Lines from a box labeling dataset:
* Start *
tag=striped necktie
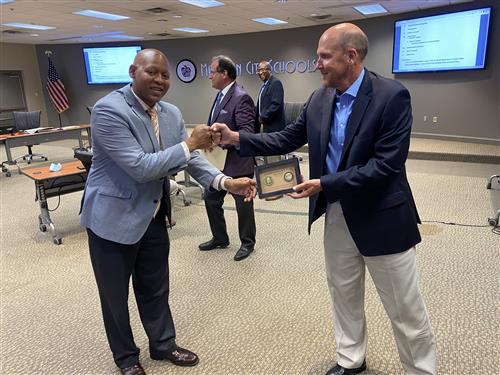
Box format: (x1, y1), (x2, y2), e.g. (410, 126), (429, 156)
(148, 108), (162, 217)
(148, 108), (160, 144)
(211, 91), (222, 121)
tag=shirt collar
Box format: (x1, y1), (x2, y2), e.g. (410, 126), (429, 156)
(130, 86), (158, 112)
(337, 68), (365, 98)
(220, 81), (236, 100)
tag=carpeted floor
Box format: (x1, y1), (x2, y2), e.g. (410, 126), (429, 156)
(0, 142), (500, 375)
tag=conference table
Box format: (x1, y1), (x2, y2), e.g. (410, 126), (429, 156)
(21, 161), (87, 245)
(0, 124), (91, 177)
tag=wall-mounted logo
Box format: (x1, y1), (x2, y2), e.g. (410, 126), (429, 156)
(176, 59), (196, 83)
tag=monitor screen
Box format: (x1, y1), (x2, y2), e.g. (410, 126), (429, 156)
(392, 8), (491, 73)
(83, 46), (141, 85)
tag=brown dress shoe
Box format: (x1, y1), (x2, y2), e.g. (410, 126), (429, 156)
(120, 363), (146, 375)
(150, 346), (200, 367)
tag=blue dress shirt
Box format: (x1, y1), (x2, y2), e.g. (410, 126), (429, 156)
(326, 69), (365, 174)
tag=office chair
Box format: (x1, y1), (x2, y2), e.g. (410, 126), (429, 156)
(285, 102), (305, 161)
(12, 111), (49, 164)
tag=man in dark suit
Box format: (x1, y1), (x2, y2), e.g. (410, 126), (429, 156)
(255, 61), (286, 137)
(212, 24), (436, 375)
(199, 56), (256, 261)
(81, 49), (255, 375)
(255, 61), (286, 201)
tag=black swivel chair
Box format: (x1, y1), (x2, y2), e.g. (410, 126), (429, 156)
(12, 111), (48, 164)
(285, 102), (305, 161)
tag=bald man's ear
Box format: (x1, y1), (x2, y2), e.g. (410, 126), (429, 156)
(128, 64), (137, 78)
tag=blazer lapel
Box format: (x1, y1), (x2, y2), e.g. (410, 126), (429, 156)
(320, 89), (336, 167)
(339, 70), (372, 165)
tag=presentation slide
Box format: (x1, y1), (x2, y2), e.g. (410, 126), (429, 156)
(393, 8), (490, 73)
(83, 46), (141, 84)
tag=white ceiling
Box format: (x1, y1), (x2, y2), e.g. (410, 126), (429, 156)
(0, 0), (473, 44)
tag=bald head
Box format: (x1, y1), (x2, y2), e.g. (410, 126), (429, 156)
(129, 49), (170, 107)
(321, 23), (368, 62)
(132, 48), (168, 65)
(316, 23), (368, 92)
(257, 60), (271, 82)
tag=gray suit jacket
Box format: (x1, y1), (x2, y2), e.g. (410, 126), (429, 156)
(81, 85), (220, 244)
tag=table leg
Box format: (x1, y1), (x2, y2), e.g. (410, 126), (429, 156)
(35, 181), (62, 245)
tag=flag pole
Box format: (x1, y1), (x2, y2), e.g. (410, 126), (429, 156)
(45, 50), (69, 129)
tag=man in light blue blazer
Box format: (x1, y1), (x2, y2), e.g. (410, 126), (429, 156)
(81, 49), (255, 375)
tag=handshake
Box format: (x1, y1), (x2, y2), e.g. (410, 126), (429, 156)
(186, 122), (240, 152)
(186, 123), (257, 202)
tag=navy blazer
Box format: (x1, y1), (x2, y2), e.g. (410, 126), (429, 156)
(208, 82), (255, 177)
(255, 76), (286, 133)
(240, 70), (421, 256)
(80, 85), (220, 244)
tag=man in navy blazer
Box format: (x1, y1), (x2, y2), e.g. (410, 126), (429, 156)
(255, 61), (286, 133)
(81, 49), (254, 375)
(198, 56), (256, 261)
(212, 24), (436, 375)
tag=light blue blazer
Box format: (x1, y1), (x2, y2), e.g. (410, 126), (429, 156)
(80, 85), (220, 244)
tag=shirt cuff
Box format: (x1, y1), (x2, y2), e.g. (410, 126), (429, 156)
(212, 173), (232, 191)
(181, 142), (191, 161)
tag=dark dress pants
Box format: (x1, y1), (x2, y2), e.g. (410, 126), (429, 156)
(205, 190), (256, 249)
(87, 207), (176, 368)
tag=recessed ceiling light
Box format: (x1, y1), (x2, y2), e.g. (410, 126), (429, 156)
(174, 27), (208, 34)
(353, 4), (387, 16)
(1, 22), (55, 30)
(252, 17), (288, 25)
(179, 0), (224, 8)
(109, 34), (144, 40)
(73, 9), (130, 21)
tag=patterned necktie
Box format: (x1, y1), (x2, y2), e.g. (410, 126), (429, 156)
(148, 108), (162, 217)
(259, 81), (267, 116)
(212, 91), (222, 121)
(148, 108), (160, 144)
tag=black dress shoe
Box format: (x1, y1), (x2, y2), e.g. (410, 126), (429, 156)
(150, 346), (200, 367)
(198, 238), (229, 251)
(120, 363), (146, 375)
(234, 246), (253, 261)
(326, 361), (366, 375)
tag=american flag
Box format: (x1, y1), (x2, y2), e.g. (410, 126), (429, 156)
(47, 58), (69, 113)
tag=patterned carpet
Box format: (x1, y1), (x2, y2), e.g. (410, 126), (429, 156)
(0, 142), (500, 375)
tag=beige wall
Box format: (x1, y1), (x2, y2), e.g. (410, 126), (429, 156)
(0, 43), (47, 126)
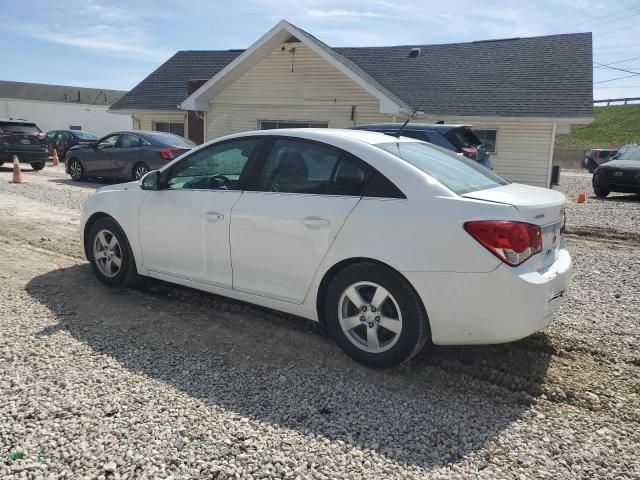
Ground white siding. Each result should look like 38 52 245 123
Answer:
0 98 131 135
206 43 391 140
133 112 187 135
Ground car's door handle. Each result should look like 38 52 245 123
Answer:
205 212 224 222
302 217 330 228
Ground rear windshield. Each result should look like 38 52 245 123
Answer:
445 128 482 148
376 142 510 195
0 123 42 135
73 130 98 140
149 132 196 148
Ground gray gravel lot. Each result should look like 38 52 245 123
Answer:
0 170 640 479
555 170 640 242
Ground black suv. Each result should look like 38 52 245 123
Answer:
0 118 49 170
353 123 490 167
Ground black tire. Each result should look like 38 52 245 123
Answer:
86 217 140 287
67 158 86 182
592 177 611 198
324 262 431 368
131 162 151 180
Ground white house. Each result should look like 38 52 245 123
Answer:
0 81 131 135
110 20 593 185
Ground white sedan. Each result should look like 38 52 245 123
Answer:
81 129 571 367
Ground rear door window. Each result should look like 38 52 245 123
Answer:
376 142 510 195
250 139 371 196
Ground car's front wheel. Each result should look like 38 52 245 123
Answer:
87 217 139 287
69 158 84 182
324 262 430 368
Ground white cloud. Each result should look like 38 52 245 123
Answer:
308 9 386 18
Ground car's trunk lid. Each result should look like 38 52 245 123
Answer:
463 183 566 268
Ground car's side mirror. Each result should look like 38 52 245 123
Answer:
140 170 160 190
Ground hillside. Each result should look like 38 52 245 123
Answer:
556 105 640 150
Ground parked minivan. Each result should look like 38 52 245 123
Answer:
0 118 49 170
353 123 491 168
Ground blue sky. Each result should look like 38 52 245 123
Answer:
0 0 640 99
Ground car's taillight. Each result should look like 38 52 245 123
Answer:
464 220 542 267
160 147 182 160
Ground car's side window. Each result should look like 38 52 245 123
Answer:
98 135 119 149
116 133 145 148
167 138 258 190
251 139 370 196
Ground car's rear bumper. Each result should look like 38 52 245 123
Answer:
0 148 49 163
403 249 571 345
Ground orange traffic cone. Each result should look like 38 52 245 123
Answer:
576 187 587 203
11 155 22 183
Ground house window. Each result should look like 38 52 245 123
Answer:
473 128 498 153
153 122 184 137
258 120 329 130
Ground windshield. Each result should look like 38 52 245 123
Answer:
376 142 510 195
148 132 196 148
617 147 640 160
73 130 98 140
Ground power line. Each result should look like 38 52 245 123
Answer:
593 62 640 75
567 6 638 28
593 57 640 68
593 73 640 85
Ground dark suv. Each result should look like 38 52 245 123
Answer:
0 118 49 170
353 123 490 167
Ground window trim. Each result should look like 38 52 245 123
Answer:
256 119 329 131
471 127 500 155
160 136 265 192
242 135 407 200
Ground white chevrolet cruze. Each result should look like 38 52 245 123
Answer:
81 129 571 367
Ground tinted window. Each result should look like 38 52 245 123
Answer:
376 142 509 195
168 139 258 190
256 140 370 196
98 135 119 148
116 133 145 148
445 127 481 148
147 132 196 148
73 130 98 140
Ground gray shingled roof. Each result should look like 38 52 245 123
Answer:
111 50 243 110
111 32 593 117
0 80 127 105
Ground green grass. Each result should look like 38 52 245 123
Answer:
556 105 640 150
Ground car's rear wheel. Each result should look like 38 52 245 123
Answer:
87 217 139 287
69 158 85 182
131 163 149 180
324 262 430 368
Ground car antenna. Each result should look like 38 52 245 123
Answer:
396 102 424 138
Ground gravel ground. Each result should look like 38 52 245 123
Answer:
555 170 640 242
0 170 640 479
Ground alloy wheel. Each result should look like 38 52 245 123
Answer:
93 229 122 278
338 282 402 353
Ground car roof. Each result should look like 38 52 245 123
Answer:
0 117 36 125
217 128 416 145
354 123 469 133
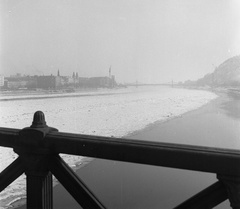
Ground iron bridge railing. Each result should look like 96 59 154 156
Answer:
0 111 240 209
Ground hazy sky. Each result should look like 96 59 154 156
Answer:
0 0 240 83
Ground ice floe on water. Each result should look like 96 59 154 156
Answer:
0 86 217 208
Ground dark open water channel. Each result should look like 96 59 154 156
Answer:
18 92 240 209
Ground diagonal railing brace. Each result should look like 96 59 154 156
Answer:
49 156 105 209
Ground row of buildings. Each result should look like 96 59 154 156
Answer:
0 71 117 90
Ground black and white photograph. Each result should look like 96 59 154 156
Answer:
0 0 240 209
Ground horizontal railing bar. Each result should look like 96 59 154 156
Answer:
46 132 240 175
0 128 240 176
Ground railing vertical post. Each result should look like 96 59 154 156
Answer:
14 111 57 209
26 172 53 209
217 175 240 209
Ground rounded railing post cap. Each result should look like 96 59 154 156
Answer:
30 111 47 128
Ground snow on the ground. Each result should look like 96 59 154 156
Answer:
0 87 217 207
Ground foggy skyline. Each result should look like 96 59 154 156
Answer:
0 0 240 83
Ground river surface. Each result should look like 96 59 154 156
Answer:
49 91 240 209
0 87 236 208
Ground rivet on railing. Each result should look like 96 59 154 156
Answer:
30 111 47 128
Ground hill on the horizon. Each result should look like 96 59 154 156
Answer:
184 55 240 87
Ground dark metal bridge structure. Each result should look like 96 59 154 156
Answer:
0 111 240 209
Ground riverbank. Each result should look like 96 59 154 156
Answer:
14 91 240 209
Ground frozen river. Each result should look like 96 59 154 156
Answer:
0 86 217 208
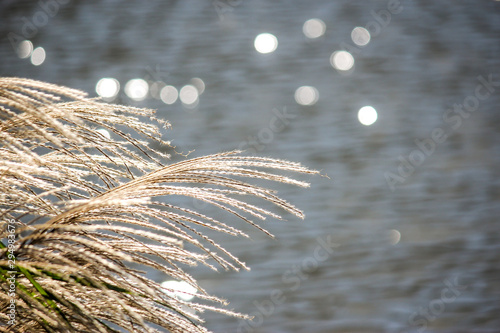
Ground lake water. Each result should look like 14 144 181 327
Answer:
0 0 500 333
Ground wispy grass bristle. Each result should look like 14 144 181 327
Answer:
0 78 317 332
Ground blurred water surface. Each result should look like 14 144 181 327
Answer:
0 0 500 333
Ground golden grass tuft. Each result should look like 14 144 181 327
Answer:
0 78 317 332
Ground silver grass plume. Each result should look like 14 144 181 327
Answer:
0 78 317 332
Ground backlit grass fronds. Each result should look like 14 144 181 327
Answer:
0 78 317 332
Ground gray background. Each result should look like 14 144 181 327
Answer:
0 0 500 333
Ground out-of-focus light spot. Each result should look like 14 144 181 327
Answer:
125 79 149 101
389 229 401 245
149 81 165 99
96 128 111 139
31 46 45 66
302 19 326 38
253 32 278 53
190 77 205 95
351 27 371 46
160 86 179 105
95 77 120 98
358 106 377 126
161 280 197 301
179 84 198 106
330 51 354 71
295 86 319 105
17 40 33 59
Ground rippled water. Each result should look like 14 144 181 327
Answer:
0 0 500 333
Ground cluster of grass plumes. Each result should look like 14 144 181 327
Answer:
0 78 316 332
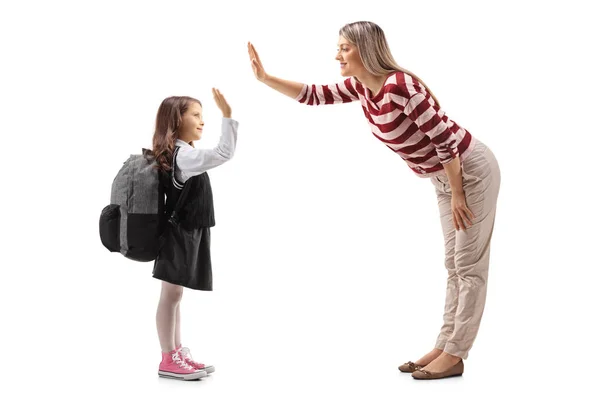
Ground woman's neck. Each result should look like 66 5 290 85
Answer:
356 72 388 96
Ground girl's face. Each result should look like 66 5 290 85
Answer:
179 101 204 143
335 36 366 77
* End *
WRITTEN PROBLEM =>
Starting with the line that contains "tag=recessed ceiling light" and continuing through the line that contains "133 112 187 135", write these lines out again with "patterned" changed to "printed" and nothing else altered. Omit the pictures.

COMPLETE OUTPUT =>
tag=recessed ceiling light
Box format: (x1, y1), (x2, y2), e.g. (410, 126), (429, 156)
(174, 27), (208, 34)
(353, 4), (387, 16)
(1, 22), (55, 30)
(252, 17), (288, 25)
(179, 0), (224, 8)
(109, 34), (144, 40)
(73, 9), (130, 21)
tag=printed necktie
Box format: (x1, y1), (x2, y2), e.g. (410, 126), (429, 156)
(148, 108), (162, 217)
(259, 81), (267, 116)
(212, 91), (222, 121)
(148, 108), (160, 144)
tag=black dress shoe
Box format: (x1, y1), (x2, y2), e.g. (410, 126), (429, 156)
(150, 346), (200, 367)
(198, 238), (229, 251)
(120, 363), (146, 375)
(234, 246), (253, 261)
(326, 361), (366, 375)
tag=american flag
Box format: (x1, y1), (x2, y2), e.g. (410, 126), (429, 156)
(47, 58), (69, 113)
tag=printed carpet
Box format: (x1, y1), (x2, y2), e.g. (410, 126), (429, 156)
(0, 142), (500, 375)
tag=beige wall
Box format: (x1, y1), (x2, y2), e.g. (410, 126), (429, 156)
(0, 43), (47, 126)
Ground white siding. Each result should look like 38 52 245 123
Answer:
0 98 131 135
206 43 391 140
133 112 187 135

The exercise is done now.